----- Extrait

Les migrants maliens

Les routes empruntées par les migrants maliens sont nombreuses et changent souvent. Les migrants peuvent commencer leurs déplacements dans des conditions tout à fait légales avant de se retrouver temporairement ou durablement en situation irrégulière. Certains optent dès le départ pour cette alternative. Ils se confient à des réseaux en place et combinent les déplacement légaux et clandestins empruntant des routes nationales, des pistes rurales, les itinéraires des trafiquants et autres contrebandiers puis les voies fluviales, maritimes ou aériennes. Enfin, les frontières sont très floues sur le terrain entre réseaux organisant les migrations irrégulières et ceux s'occupant d'autres types d'activités illicites : trafic de marchandises, de drogues, d'armes, prostitution, trafics d'enfants et bandes armées de toutes sortes souvent autoproclamées "djihadistes".

Leurs itinéraires

Les routes sont classiques. Le premier point de départ est bien entendu Bamako. Ceux qui sont les mieux renseignés s'y dotent des papiers nécessaires (passeport, carnet de vaccination et carte d'identité). Les autres ne prennent que leur carte d'identité.

Souvent, ils sont fortement rançonnés par les forces de l'ordre

Après Bamako, direction Gao. Souvent, ils y sont fortement rançonnés par les forces de l'ordre. Le prix à payer pour chacun est de 10000 Francs CFA (environ 15 euros). Les récalcitrants sont la cible de mauvais traitements. En outre les migrants sont parfois rançonnés par des bandits armés. Après Gao, ils arrivent à Bordj, sur le territoire algérien, où ils déboursent entre 10 000 et 50 000 CFA (de 15 à 76 euros environ). Dans cette ville algérienne, ils obtiennent un cachet d'entrée conditionné à la présentation du passeport, de la carte d'identité et du carnet de vaccination. Après Bordj, ils se dirigent vers Tamanrasset où ils forment deux groupes : celui du Maroc et celui de la Libye.

Les filières de passeurs sont nombreuses, bien organisées

D'autres itinéraires sont fonctionnels dont le principal est la route qui part de Nioro au Sahel et traverse la Mauritanie par Nouakchott et Nouadhibou. Certains, plus rarement, passent par le Sénégal ou par la Guinée. Ce n'est que lorsqu'un drame humain a lieu que l'opinion publique est attirée par ces itinéraires bis.

Reste ensuite à passer la Méditerranée. Là aussi les filières de passeurs sont nombreuses, bien organisées. Compter 2 à 3000 euros par personne selon les zones d'embarquement. Il suffit de lire les rapports de Frontex ou de s'embarquer à bord de l'un ou l'autre bâtiment de ses escadres pour mesurer les enjeux financiers engagés. Des vedettes rapides assurent souvent un passage presque certain dans les zones proches de Gibraltar. Parfois même avec la complicité des pouvoirs locaux.

----------
----- Extraits de données

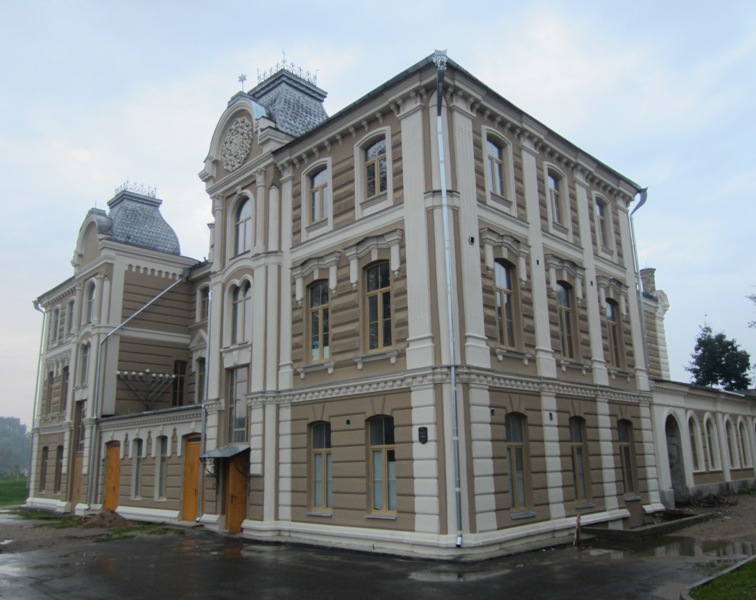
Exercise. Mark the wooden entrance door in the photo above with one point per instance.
(236, 492)
(190, 504)
(113, 478)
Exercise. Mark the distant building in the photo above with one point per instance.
(299, 384)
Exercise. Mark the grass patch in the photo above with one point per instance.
(739, 584)
(13, 491)
(132, 531)
(49, 519)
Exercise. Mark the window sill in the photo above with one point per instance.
(315, 367)
(381, 517)
(567, 364)
(502, 352)
(527, 514)
(389, 355)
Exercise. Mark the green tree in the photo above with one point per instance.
(15, 447)
(719, 361)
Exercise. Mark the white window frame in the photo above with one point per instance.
(563, 229)
(312, 229)
(363, 206)
(507, 202)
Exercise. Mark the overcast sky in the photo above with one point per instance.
(95, 93)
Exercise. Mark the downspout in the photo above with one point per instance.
(643, 196)
(36, 387)
(203, 434)
(439, 58)
(94, 444)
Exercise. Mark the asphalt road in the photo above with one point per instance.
(201, 564)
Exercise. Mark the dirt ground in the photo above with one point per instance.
(733, 518)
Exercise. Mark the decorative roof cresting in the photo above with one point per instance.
(237, 143)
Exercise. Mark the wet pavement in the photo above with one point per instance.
(201, 564)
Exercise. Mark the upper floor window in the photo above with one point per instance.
(382, 465)
(241, 306)
(495, 168)
(378, 303)
(243, 227)
(580, 473)
(695, 446)
(320, 346)
(179, 381)
(69, 317)
(204, 303)
(712, 451)
(602, 223)
(566, 319)
(319, 196)
(556, 201)
(627, 455)
(614, 334)
(84, 364)
(90, 303)
(54, 326)
(376, 174)
(515, 425)
(64, 388)
(504, 274)
(201, 380)
(320, 434)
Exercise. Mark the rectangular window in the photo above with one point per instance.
(627, 455)
(579, 458)
(378, 283)
(136, 489)
(179, 381)
(382, 465)
(237, 405)
(517, 459)
(162, 466)
(505, 304)
(564, 301)
(321, 466)
(58, 469)
(320, 345)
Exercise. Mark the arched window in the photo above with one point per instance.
(319, 196)
(241, 298)
(602, 224)
(375, 169)
(745, 455)
(695, 447)
(382, 465)
(556, 202)
(320, 436)
(243, 230)
(136, 475)
(614, 334)
(504, 274)
(378, 304)
(712, 452)
(580, 472)
(515, 425)
(90, 303)
(566, 319)
(495, 161)
(58, 469)
(320, 345)
(43, 469)
(627, 455)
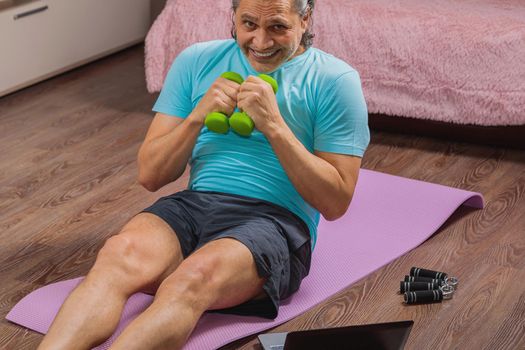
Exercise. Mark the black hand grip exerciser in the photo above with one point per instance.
(419, 272)
(415, 286)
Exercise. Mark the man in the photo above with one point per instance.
(239, 239)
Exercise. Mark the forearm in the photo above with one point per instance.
(316, 180)
(163, 159)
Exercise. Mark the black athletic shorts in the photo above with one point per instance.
(278, 239)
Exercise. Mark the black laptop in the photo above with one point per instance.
(377, 336)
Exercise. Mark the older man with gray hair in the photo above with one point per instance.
(240, 238)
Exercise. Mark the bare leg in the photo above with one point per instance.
(138, 258)
(219, 275)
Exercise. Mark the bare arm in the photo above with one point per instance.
(166, 150)
(169, 142)
(325, 180)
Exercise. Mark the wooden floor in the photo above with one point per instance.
(68, 182)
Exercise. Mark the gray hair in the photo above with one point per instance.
(301, 6)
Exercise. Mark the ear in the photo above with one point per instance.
(305, 21)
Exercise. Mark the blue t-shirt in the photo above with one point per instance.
(319, 97)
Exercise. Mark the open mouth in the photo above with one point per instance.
(263, 55)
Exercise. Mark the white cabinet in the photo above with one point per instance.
(47, 37)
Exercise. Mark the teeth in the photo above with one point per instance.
(260, 54)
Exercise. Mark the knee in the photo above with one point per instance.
(120, 255)
(193, 283)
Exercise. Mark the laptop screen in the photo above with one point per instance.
(378, 336)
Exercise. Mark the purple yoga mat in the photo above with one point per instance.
(388, 217)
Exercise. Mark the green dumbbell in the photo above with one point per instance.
(240, 122)
(216, 121)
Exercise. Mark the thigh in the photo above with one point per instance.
(220, 274)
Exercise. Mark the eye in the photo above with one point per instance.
(278, 27)
(249, 25)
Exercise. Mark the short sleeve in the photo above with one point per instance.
(175, 96)
(341, 124)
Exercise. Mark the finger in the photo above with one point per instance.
(230, 88)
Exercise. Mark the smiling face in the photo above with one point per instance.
(269, 32)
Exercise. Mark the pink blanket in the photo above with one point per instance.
(454, 61)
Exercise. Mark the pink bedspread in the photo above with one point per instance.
(448, 60)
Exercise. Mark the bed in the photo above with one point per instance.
(444, 62)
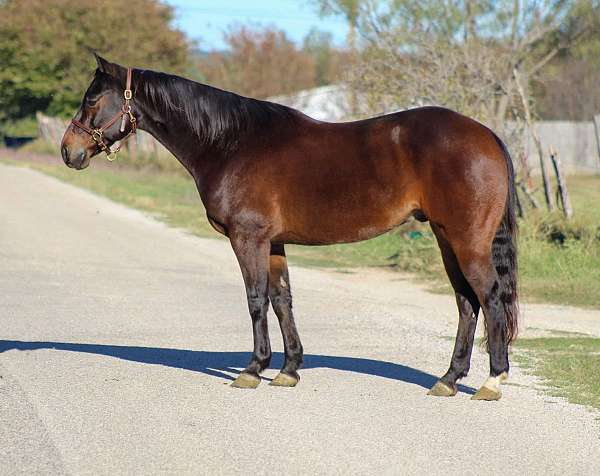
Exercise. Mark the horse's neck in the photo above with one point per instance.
(176, 137)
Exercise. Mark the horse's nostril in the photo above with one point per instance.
(64, 150)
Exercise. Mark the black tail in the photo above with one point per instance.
(504, 252)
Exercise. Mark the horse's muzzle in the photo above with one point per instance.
(77, 160)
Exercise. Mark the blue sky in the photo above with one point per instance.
(206, 20)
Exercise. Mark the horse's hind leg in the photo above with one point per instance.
(280, 295)
(253, 256)
(476, 263)
(468, 309)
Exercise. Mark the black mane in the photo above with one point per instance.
(217, 118)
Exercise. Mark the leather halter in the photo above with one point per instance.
(125, 112)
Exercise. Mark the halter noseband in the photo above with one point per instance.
(123, 114)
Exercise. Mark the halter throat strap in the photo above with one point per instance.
(124, 114)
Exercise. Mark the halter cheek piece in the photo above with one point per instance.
(124, 114)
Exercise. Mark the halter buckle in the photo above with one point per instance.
(97, 135)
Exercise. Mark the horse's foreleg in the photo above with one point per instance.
(253, 256)
(280, 294)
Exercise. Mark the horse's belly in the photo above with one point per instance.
(325, 225)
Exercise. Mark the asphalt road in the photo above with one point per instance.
(119, 338)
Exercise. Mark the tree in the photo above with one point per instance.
(45, 48)
(349, 9)
(259, 63)
(328, 60)
(464, 54)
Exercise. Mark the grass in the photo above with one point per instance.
(559, 261)
(568, 366)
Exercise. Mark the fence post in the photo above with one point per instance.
(597, 131)
(562, 185)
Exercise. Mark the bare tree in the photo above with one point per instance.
(475, 56)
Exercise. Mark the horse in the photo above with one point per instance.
(268, 176)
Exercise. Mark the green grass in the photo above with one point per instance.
(568, 366)
(567, 273)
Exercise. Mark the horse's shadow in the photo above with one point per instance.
(221, 364)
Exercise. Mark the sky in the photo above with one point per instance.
(206, 20)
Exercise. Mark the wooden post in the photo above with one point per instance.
(537, 142)
(597, 130)
(562, 185)
(529, 195)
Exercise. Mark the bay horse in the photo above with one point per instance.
(269, 175)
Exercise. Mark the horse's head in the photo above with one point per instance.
(104, 117)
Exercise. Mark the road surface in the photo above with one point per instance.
(119, 338)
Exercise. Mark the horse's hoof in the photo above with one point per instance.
(488, 394)
(440, 389)
(284, 380)
(491, 388)
(246, 380)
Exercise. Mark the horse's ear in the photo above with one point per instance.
(112, 69)
(100, 61)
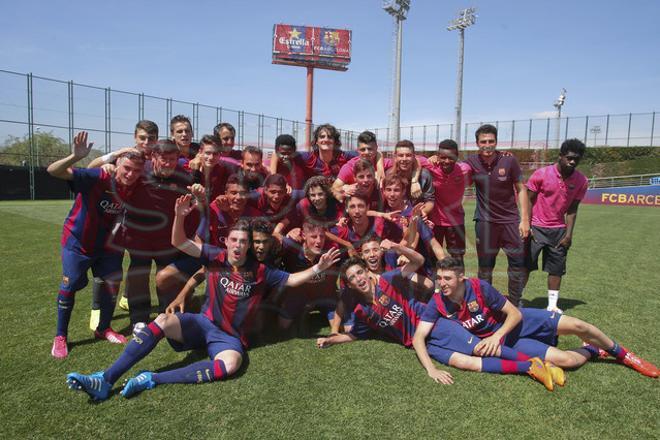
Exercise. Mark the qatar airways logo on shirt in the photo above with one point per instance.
(235, 288)
(111, 207)
(392, 316)
(472, 322)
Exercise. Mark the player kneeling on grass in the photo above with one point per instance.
(236, 284)
(384, 303)
(487, 314)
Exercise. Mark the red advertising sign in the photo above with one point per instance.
(323, 48)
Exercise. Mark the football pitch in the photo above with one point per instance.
(367, 389)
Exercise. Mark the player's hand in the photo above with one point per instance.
(177, 305)
(349, 190)
(415, 190)
(392, 216)
(487, 346)
(328, 259)
(440, 376)
(565, 242)
(80, 148)
(184, 205)
(523, 229)
(195, 164)
(198, 191)
(109, 168)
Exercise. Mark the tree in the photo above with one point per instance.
(47, 149)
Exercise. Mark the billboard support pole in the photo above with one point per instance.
(308, 112)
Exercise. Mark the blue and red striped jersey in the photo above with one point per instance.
(233, 294)
(479, 312)
(393, 310)
(96, 209)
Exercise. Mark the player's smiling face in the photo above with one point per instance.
(261, 244)
(318, 198)
(447, 158)
(372, 254)
(237, 246)
(368, 151)
(325, 141)
(404, 158)
(128, 171)
(210, 155)
(449, 282)
(236, 196)
(182, 134)
(358, 278)
(487, 143)
(357, 211)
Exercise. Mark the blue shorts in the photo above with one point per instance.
(199, 332)
(449, 337)
(536, 332)
(75, 266)
(187, 265)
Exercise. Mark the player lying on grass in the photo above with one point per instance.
(488, 315)
(236, 284)
(384, 303)
(100, 198)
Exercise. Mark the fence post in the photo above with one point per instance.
(31, 136)
(607, 129)
(586, 129)
(108, 121)
(652, 127)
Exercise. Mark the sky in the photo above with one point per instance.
(518, 56)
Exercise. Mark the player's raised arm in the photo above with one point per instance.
(325, 261)
(419, 344)
(79, 150)
(184, 206)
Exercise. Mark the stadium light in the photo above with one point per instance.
(465, 19)
(558, 105)
(397, 9)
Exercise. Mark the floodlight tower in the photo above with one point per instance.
(397, 9)
(558, 105)
(466, 18)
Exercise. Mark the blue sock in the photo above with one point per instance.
(617, 351)
(199, 372)
(511, 354)
(65, 301)
(108, 300)
(499, 366)
(138, 347)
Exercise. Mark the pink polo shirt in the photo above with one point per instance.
(449, 190)
(554, 195)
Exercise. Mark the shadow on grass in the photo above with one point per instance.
(541, 302)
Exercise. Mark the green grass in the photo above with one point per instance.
(368, 389)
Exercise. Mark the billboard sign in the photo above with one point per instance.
(309, 46)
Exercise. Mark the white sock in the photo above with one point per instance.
(553, 297)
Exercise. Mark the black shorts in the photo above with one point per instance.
(453, 236)
(491, 237)
(545, 240)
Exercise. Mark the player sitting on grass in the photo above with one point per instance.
(486, 313)
(236, 284)
(384, 304)
(99, 201)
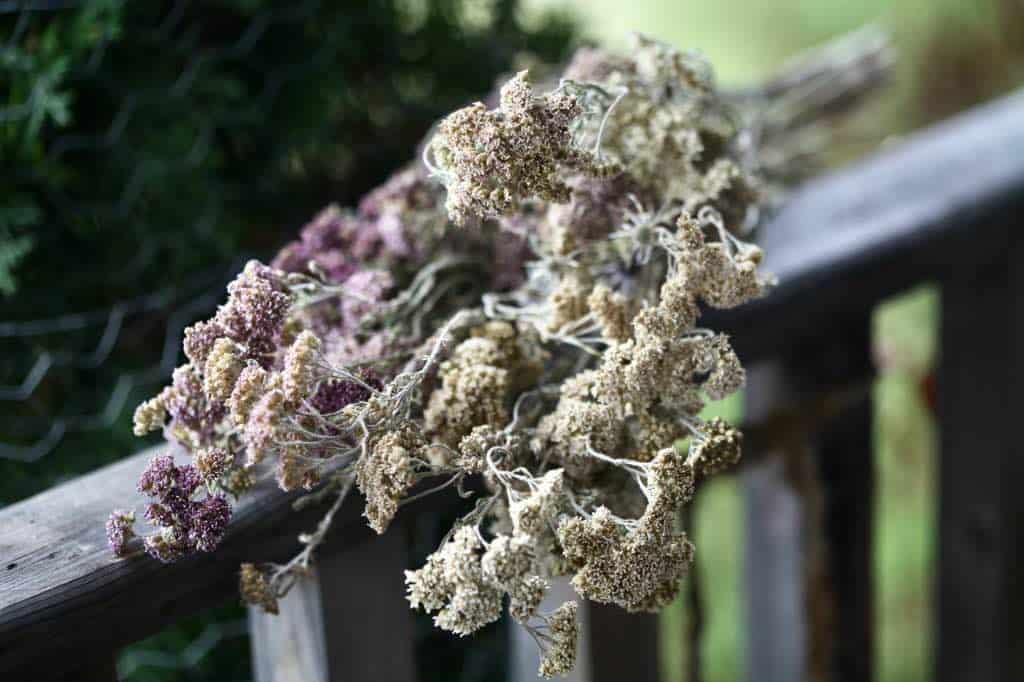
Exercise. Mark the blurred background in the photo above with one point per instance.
(148, 147)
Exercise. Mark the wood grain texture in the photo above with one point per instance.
(368, 624)
(839, 245)
(290, 645)
(809, 519)
(64, 595)
(981, 506)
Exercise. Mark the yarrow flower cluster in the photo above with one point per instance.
(523, 308)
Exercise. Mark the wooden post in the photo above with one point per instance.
(773, 550)
(350, 624)
(524, 656)
(290, 645)
(980, 600)
(623, 646)
(810, 516)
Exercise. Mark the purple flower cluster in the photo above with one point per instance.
(186, 523)
(187, 403)
(335, 394)
(253, 315)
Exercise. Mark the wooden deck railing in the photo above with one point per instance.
(940, 206)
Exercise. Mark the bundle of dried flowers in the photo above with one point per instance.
(608, 213)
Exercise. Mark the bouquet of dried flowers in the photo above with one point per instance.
(551, 349)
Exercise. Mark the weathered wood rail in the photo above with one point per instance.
(940, 206)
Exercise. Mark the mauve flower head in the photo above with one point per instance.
(119, 530)
(159, 476)
(187, 402)
(255, 310)
(209, 522)
(335, 394)
(200, 339)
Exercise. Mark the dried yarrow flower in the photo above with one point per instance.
(552, 351)
(120, 530)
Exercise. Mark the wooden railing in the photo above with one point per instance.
(940, 206)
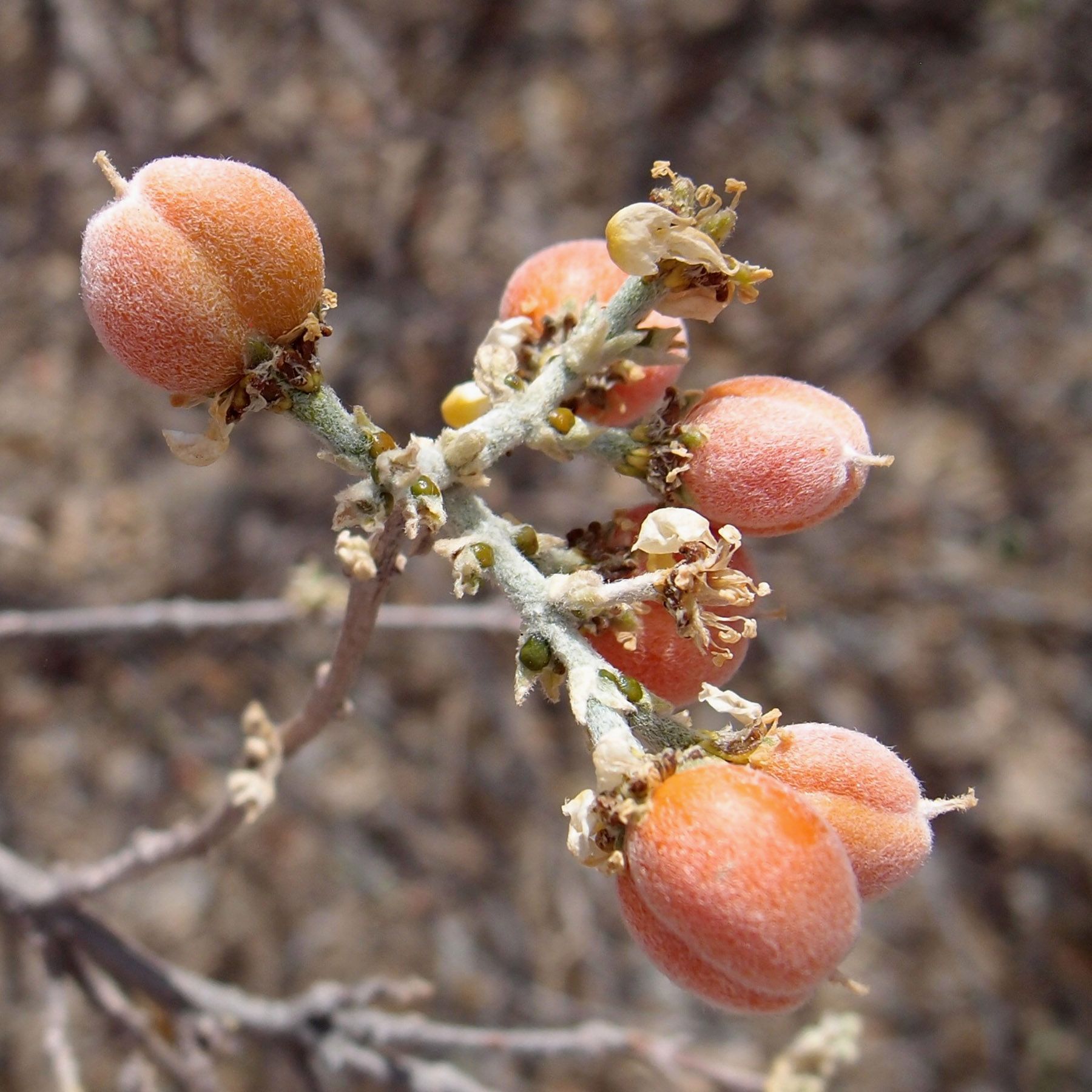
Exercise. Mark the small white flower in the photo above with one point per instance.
(354, 553)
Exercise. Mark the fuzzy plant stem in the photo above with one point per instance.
(525, 588)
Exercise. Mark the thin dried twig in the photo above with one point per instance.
(191, 616)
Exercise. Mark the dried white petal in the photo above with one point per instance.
(575, 590)
(354, 553)
(195, 448)
(748, 713)
(642, 235)
(582, 827)
(669, 530)
(699, 303)
(616, 758)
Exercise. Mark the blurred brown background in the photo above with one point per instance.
(918, 175)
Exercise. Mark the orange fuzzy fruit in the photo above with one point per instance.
(865, 792)
(780, 456)
(190, 261)
(737, 889)
(558, 282)
(671, 666)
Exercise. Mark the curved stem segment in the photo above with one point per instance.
(322, 412)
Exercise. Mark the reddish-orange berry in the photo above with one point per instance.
(780, 456)
(558, 282)
(669, 664)
(865, 792)
(737, 889)
(190, 261)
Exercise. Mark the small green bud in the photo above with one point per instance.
(382, 442)
(535, 655)
(258, 352)
(424, 487)
(630, 688)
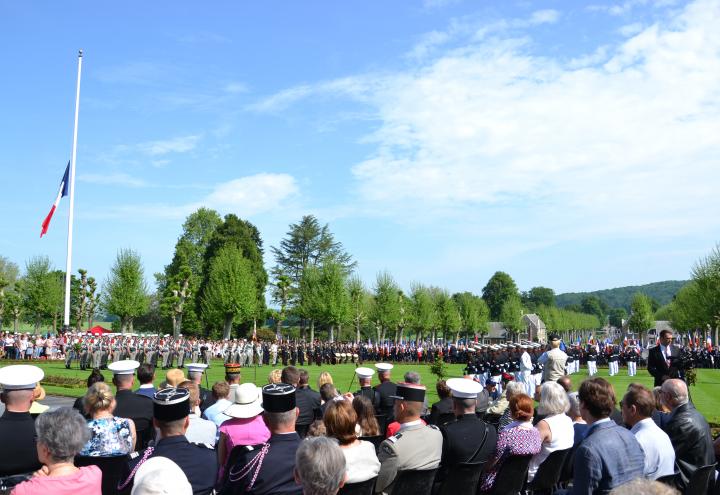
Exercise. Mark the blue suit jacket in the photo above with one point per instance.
(608, 457)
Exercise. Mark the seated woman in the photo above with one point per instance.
(340, 420)
(94, 377)
(519, 438)
(110, 435)
(60, 436)
(556, 428)
(367, 422)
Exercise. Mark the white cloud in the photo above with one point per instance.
(180, 144)
(500, 141)
(119, 179)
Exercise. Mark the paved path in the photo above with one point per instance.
(54, 401)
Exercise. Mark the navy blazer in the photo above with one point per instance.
(608, 457)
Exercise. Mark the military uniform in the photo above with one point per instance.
(415, 447)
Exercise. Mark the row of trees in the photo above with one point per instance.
(216, 285)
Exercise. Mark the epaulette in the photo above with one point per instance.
(395, 437)
(204, 445)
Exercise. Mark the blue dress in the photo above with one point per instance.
(110, 437)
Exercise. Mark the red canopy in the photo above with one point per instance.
(98, 330)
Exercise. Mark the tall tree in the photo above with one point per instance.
(641, 315)
(333, 296)
(511, 315)
(386, 307)
(499, 289)
(246, 237)
(422, 311)
(307, 243)
(126, 289)
(359, 303)
(230, 293)
(179, 284)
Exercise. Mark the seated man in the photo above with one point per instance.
(171, 407)
(320, 466)
(17, 428)
(637, 407)
(468, 438)
(688, 430)
(268, 468)
(415, 447)
(609, 456)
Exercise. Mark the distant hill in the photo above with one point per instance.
(621, 297)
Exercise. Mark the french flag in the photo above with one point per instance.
(63, 191)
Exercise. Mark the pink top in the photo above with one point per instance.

----------

§ Consignes à réaliser:
A. Remplacez « vedettes rapides » par « embarcations pneumatiques » dans le texte sur les migrants maliens, puis recopiez le passage allant de « Reste ensuite à » jusqu'à « des pouvoirs locaux. » inclus.
B. Quels papiers le texte sur les migrants maliens cite-t-il comme nécessaires au départ de Bamako ? Donnez-les tous.
C. Rédigez la suite du texte sur les migrants maliens après sa dernière phrase.
Les lignes de données n'ont aucun rôle dans ce travail.

§ Réponses par consigne:
A.
Reste ensuite à passer la Méditerranée. Là aussi les filières de passeurs sont nombreuses, bien organisées. Compter 2 à 3000 euros par personne selon les zones d'embarquement. Il suffit de lire les rapports de Frontex ou de s'embarquer à bord de l'un ou l'autre bâtiment de ses escadres pour mesurer les enjeux financiers engagés. Des embarcations pneumatiques assurent souvent un passage presque certain dans les zones proches de Gibraltar. Parfois même avec la complicité des pouvoirs locaux.

B. passeport, carnet de vaccination, carte d'identité

C.
Ceux qui ont la chance d'échapper à la réduction en quasi esclavage en Libye s'entassent dans des canots

Au large de la Libye il en va autrement. Ceux qui ont la chance d'échapper à la réduction en quasi esclavage près de la capitale Tripoli s'entassent dans des longs canots pneumatiques après avoir été rançonnés. Des associations européennes "d'aide aux migrants" sont de mèche. Les canots pourvus de faibles moteurs ne sont presque pas avitaillés et atteignent à peine les eaux internationales où ils sont "miraculeusement" pris en charge par des "ONG".

Ces dernières continueront leur rôle ou passeront le relais à d'autres organisations sur le sol européen pour la suite du voyage terrestre des migrants. 

Ampleur du phénomène

Le nombre et la répartition des Maliens à l'étranger varie selon les estimations. Parmi les 4 millions de Maliens recensés à l'étranger, plus de  300 000 vivent en France dont la moitié détient un titre de séjour. Mais ces chiffres sont peu fiables, variables et évidemment contestés.

Un contexte djihadiste croissant dans une période de croissance démographique galopante.

Selon la Direction Générale des Maliens à l'extérieur, il y aurait deux millions de Maliens en Côte d'Ivoire ; la diaspora malienne représentant le tiers de la population totale du pays. Toutes les régions du pays sont concernées par ces migrations volontaires. En outre, elle concerne surtout la jeunesse. Cette " fuite" migratoire préoccupe, bien entendu, l'Europe et tous les pays limitrophes de la région, dans un contexte djihadiste croissant et dans une période de croissance démographique galopante.